**INSTRUCTIONS TO FOLLOW:** Rescale the lines that begin with the line containing "If you could drop a marker on the woman's ear" and run through the final line, reproducing each of them, requests included. Multiply every coordinate in the answers by 0.4 and round to whole numbers, with halves rounded up, leaving the numbers in the requests and their format samples unchanged.

□ □ □ □

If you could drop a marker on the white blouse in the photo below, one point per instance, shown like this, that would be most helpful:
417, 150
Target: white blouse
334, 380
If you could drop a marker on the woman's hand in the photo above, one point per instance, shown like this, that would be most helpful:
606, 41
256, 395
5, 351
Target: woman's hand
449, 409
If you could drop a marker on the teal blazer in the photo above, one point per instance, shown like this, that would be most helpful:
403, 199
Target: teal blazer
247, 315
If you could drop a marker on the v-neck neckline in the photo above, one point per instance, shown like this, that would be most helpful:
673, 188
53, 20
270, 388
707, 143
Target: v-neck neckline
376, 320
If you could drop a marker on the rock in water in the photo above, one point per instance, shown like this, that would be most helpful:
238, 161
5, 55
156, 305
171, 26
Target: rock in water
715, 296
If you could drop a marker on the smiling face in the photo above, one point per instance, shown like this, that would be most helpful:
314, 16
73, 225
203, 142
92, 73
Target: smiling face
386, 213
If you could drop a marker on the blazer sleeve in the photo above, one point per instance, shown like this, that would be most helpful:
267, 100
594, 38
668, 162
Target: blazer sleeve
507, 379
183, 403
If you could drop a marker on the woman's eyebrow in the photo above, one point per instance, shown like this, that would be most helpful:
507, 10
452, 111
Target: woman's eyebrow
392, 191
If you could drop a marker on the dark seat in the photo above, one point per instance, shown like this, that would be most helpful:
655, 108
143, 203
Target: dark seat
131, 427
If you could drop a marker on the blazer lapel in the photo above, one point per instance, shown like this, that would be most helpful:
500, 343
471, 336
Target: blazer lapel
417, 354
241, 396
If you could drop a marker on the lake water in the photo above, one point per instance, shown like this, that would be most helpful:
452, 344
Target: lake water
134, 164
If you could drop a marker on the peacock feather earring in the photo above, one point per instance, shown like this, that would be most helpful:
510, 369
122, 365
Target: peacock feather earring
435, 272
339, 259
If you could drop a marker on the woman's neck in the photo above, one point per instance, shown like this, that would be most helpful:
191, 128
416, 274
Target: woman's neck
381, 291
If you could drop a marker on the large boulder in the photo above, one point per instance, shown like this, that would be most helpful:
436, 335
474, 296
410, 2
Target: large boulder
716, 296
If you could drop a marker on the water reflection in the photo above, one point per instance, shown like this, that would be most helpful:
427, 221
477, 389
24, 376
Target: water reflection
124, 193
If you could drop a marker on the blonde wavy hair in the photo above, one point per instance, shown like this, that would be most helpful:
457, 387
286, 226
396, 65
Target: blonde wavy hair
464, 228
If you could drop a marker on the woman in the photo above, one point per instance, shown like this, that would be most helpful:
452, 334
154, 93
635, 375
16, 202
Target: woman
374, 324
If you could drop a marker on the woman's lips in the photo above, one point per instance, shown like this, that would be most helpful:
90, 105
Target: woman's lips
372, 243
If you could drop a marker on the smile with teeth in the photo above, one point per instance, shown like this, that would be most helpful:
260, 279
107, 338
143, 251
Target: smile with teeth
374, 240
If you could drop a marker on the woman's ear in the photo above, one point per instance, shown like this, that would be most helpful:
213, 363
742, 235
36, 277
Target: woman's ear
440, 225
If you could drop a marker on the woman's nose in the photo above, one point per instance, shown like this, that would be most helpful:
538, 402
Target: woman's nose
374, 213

□ □ □ □

**RESPONSE TO THIS TASK:**
If you could drop a marker on the woman's ear in the photo above, one point per instance, shown like this, that would be most helpful:
213, 363
742, 235
36, 277
Target: woman's ear
176, 90
If you could drop a marker on the woman's nose in the photo above, one point per instance, shown like this, that would be most helpful:
538, 402
Target: woman's nose
150, 85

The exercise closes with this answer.